WHAT THE TASK REQUIRES → Filter the entries below down to the lines that hold "curly".

PROVIDED DATA →
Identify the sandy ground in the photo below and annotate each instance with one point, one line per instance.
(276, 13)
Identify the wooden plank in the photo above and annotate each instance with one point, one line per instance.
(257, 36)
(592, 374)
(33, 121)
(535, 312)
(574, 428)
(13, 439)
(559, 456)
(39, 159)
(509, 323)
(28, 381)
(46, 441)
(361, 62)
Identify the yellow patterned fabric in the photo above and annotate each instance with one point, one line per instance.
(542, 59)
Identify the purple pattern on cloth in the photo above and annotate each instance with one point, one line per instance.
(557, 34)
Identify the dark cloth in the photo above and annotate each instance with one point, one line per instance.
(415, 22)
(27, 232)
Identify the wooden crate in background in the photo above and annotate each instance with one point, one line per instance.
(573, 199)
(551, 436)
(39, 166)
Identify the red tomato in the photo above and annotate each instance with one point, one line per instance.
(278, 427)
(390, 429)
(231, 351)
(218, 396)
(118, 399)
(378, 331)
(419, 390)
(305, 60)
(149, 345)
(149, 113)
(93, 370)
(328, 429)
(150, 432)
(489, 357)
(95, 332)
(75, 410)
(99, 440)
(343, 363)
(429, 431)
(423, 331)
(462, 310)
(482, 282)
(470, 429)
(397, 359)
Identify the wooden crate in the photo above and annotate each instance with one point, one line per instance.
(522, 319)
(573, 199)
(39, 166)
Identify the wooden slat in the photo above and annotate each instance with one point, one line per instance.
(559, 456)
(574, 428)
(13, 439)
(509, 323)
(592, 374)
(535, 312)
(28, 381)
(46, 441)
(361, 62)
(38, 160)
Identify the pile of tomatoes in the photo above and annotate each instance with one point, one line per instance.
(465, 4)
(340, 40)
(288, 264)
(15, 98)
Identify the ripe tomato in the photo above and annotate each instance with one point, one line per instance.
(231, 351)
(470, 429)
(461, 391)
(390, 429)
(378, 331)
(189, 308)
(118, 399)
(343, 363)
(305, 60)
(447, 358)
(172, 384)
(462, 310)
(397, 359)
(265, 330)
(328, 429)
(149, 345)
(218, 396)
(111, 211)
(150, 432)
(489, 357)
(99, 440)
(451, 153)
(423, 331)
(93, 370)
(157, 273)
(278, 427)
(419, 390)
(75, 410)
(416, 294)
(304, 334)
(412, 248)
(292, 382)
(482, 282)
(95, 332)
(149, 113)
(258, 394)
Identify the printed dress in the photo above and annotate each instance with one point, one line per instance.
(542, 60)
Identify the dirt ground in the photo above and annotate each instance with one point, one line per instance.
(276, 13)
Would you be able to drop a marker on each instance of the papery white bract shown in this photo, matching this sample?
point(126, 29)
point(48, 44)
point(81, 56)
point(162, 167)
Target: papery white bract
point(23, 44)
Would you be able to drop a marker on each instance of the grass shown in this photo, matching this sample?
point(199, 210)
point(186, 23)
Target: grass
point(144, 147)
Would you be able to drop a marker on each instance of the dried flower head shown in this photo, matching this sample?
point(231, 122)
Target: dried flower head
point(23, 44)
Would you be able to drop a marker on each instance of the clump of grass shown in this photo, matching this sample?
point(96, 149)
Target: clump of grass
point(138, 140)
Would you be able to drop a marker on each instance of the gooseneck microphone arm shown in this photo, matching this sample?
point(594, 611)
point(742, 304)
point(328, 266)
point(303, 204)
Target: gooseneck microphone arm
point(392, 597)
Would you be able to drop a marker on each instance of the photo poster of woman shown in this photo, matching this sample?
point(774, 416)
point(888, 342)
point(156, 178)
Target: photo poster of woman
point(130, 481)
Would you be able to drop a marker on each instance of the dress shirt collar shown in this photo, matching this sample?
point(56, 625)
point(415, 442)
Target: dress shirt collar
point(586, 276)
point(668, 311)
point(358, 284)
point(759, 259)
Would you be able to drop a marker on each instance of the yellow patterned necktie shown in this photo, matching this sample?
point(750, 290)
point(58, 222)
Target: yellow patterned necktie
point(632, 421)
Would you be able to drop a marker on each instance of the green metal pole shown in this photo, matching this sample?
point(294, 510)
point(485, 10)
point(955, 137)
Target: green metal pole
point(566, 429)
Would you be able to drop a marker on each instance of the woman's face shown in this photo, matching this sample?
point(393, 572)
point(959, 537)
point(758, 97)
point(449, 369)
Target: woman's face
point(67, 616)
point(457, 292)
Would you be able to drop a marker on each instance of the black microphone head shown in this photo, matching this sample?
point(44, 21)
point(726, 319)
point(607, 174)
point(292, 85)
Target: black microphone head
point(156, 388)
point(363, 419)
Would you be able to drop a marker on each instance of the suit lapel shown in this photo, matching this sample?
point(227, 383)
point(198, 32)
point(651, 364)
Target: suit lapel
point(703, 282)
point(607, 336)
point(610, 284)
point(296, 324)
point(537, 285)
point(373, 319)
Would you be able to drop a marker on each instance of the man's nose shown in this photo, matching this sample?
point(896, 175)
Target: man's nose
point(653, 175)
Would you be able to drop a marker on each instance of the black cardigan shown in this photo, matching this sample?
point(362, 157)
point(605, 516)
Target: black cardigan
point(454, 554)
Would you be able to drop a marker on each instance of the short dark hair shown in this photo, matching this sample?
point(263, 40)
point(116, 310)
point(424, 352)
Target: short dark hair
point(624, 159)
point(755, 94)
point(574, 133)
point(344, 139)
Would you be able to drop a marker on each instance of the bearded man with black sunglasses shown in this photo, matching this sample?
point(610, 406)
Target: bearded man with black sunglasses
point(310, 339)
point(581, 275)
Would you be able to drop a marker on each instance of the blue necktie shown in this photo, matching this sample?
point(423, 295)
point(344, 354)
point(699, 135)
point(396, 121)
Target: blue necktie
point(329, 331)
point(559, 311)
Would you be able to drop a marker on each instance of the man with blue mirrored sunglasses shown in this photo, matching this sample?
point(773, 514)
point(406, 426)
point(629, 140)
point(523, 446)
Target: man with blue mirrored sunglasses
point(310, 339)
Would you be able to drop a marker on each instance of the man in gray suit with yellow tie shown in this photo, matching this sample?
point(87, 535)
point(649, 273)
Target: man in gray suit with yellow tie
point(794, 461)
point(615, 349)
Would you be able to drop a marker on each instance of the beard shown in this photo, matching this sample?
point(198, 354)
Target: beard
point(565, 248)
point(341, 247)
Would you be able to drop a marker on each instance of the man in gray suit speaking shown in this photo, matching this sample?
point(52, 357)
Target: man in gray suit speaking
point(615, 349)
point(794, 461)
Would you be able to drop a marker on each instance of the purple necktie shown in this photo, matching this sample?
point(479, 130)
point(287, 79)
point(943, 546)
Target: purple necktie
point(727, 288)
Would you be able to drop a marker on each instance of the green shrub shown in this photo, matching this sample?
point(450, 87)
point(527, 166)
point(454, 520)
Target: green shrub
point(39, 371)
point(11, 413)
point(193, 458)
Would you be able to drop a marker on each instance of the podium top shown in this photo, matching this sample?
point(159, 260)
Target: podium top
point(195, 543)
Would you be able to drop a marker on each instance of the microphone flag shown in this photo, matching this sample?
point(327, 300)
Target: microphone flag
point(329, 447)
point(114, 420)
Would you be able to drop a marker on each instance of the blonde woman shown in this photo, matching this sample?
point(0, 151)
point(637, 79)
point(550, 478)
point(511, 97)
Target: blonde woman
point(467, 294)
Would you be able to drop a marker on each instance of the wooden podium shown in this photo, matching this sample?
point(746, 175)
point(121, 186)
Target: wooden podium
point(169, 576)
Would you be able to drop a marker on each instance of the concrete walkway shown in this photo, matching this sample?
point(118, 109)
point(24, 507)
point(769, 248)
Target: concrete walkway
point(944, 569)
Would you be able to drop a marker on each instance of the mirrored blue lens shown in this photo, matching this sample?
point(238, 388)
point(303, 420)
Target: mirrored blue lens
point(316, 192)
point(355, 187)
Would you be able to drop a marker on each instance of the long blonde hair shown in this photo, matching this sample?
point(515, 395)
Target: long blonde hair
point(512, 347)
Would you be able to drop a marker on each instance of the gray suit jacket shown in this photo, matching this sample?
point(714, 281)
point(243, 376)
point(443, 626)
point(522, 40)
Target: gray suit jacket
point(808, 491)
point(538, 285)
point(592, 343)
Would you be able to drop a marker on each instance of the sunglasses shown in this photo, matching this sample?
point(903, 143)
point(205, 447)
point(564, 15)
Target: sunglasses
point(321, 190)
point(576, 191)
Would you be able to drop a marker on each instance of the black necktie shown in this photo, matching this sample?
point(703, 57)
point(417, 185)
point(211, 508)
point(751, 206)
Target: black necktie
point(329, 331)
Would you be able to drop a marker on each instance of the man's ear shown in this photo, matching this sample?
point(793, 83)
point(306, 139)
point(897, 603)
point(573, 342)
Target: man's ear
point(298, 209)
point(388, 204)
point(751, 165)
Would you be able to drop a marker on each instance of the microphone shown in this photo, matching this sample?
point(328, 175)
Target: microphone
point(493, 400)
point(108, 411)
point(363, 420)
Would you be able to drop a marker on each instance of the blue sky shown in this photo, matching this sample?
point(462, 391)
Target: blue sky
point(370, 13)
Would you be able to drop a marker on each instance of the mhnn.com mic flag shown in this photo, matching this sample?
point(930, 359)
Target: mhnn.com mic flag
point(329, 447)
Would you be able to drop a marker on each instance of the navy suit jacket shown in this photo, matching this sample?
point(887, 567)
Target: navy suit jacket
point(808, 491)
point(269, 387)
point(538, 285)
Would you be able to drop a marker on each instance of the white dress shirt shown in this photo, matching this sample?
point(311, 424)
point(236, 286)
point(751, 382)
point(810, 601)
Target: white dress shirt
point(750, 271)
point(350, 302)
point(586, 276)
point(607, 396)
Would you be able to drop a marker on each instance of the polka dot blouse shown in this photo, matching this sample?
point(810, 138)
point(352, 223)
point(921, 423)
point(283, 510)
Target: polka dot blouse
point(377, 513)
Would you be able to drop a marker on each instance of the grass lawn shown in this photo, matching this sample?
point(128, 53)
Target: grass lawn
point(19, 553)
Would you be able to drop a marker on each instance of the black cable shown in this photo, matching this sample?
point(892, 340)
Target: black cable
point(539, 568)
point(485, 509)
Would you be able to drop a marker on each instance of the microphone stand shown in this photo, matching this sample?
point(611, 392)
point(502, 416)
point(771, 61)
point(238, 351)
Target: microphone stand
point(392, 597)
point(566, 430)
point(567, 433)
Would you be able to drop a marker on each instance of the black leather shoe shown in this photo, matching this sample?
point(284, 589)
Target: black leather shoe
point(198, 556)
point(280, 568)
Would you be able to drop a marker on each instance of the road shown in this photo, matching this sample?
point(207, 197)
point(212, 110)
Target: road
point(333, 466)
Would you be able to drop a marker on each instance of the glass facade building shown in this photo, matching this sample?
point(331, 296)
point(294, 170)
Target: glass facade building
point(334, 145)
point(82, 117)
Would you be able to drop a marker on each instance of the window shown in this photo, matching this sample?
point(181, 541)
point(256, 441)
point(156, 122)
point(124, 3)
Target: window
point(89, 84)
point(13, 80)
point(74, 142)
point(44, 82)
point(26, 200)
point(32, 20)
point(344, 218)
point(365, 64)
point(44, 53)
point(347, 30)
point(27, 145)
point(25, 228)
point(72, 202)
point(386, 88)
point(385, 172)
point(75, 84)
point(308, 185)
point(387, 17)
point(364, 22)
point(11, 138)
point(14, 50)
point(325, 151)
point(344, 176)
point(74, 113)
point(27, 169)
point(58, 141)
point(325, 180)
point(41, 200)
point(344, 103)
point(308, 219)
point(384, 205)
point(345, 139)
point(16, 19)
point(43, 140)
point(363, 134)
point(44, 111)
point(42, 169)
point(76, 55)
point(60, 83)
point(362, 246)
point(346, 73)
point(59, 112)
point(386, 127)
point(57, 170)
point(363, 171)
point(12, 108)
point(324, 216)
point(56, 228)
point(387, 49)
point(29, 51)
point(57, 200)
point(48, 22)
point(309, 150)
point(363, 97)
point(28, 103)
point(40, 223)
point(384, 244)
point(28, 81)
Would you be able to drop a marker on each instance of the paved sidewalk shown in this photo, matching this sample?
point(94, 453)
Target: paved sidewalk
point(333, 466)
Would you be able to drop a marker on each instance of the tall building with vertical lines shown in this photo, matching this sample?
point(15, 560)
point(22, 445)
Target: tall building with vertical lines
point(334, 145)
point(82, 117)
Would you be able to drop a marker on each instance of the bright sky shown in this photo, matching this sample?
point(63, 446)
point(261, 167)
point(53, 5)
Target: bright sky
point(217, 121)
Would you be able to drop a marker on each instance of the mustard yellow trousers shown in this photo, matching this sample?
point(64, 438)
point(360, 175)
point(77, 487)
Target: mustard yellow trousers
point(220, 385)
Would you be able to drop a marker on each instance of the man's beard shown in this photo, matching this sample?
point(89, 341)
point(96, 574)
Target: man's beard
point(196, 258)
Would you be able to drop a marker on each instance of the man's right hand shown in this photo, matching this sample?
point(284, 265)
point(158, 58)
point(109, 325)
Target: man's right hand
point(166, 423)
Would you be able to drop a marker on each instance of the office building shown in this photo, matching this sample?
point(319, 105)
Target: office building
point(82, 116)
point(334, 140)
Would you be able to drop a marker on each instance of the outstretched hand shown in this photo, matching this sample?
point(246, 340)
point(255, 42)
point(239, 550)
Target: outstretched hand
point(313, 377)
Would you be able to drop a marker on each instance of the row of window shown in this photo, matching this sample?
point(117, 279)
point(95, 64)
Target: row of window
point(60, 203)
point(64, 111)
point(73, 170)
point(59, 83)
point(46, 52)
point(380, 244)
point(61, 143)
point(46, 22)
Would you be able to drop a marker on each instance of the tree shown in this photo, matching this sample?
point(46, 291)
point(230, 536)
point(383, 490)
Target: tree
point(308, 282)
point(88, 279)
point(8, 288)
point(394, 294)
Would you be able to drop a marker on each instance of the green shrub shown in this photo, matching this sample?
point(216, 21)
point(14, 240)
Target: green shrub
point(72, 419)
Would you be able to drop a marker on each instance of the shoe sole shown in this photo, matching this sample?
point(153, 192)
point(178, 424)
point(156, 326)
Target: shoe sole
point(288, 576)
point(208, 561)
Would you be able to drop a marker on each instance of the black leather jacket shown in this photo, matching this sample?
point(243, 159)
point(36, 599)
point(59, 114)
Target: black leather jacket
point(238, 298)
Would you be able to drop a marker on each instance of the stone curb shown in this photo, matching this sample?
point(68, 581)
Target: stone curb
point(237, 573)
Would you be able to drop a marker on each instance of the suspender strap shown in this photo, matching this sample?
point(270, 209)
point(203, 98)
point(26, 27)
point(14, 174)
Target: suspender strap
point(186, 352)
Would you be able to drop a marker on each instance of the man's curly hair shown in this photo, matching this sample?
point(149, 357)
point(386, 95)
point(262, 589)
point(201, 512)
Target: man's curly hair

ANSWER TO THIS EXERCISE →
Would you be able to drop a marker on each instance of the man's curly hair shown in this photo, matching this sample?
Target: man's curly hair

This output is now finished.